- **GIVEN EXERCISE A**:
Translate this sentence from the piece on the Red Sox roster into Spanish: "Instead of signing Drew, they could have used Jose Iglesias at shortstop."

- **PASSAGE TO READ**:
Sign Josh Hamilton to a five-year, $125 million deal [Cafardo’s error: the actual contract value is $123M] (which he got from the Angels). Sign Adam LaRoche to a two-year, $24 million deal (which he got in Washington). Re-sign Cody Ross to a three-year, $26 million deal. Sign David Ross and Dempster.

That comes to about $62 million for 2013.

Instead of signing Drew, they could have used Jose Iglesias at shortstop. He is the superior defensive player, and the Sox actually would have been playing one of their prospects in the majors.

This approach proved popular with the segment of the population that calls into talk radio this morning; as one caller put it, “I look at that potential lineup and say WOW.” For both Cafardo and those who like his proposed roster, a few observations:

Josh Hamilton

  • Josh Hamilton’s first and second half splits last year: .308/.380/.635 vs .259/.323/.510
  • Hamilton’s average games played the past four seasons: 123
  • Hamilton’s salary as a 35 and 36 year old: $30M

Adam LaRoche

  • Adam LaRoche’s OPS the past three seasons: .788, .543, .853
  • LaRoche’s age for the contract: 33 and 34 years old
  • The draft choice LaRoche would have cost the Red Sox: #44 (valued at $1.16M in 2012)

Cody Ross

  • Cody Ross’ OPS the last four seasons: .790, .735, .730, .807
  • Ross’ line away from Fenway Park in 2012: .232/.294/.390
  • Ross’ line against right handed pitchers: .256/.308/.422

Jose Iglesias

  • Jose Iglesias’ projected line for 2012 (ZIPS): .251/.289/.311
  • Iglesias’ actual line for 2012: .118/.200/.191
  • Iglesias’ lifetime stats for AAA (189 games): .251/.302/.287

In other words, what Cafardo would have the Red Sox do:

  • Sign a 32 year old high ceiling player who fell off dramatically in the second half and has a history of both injury and substance abuse to a contract that would pay him $30M in his 35 and 36 year old seasons.
  • Forfeit a million dollars of draft budget and the 44th selection for a 33 year old first basemen who’s had an OPS below .800 two out of the last four seasons.
  • Commit three seasons at an above market rate to an outfielder who can’t play defense, can’t hit righthanded pitching and can’t hit away from his home park.
  • Install as the starting shortstop a player who is, for all intents and purposes, an automatic out at this point in his career.

Reasonable minds may differ, obviously, on the wisdom of the Red Sox’s course of action this offseason. But for all that I question Cherington’s valuation of players such as Gomes or Victorino, I’m very glad he rather than Nick Cafardo is responsible for putting together the roster.

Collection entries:
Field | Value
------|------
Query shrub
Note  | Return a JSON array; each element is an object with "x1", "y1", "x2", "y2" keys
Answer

- **GIVEN EXERCISE B**:
Write out every line of the collection entries above, reproducing them verbatim.

- **WRITTEN ANSWER A**:
En lugar de fichar a Drew, podrían haber usado a Jose Iglesias como campocorto.

- **WRITTEN ANSWER B**:
Field | Value
------|------
Query shrub
Note  | Return a JSON array; each element is an object with "x1", "y1", "x2", "y2" keys
Answer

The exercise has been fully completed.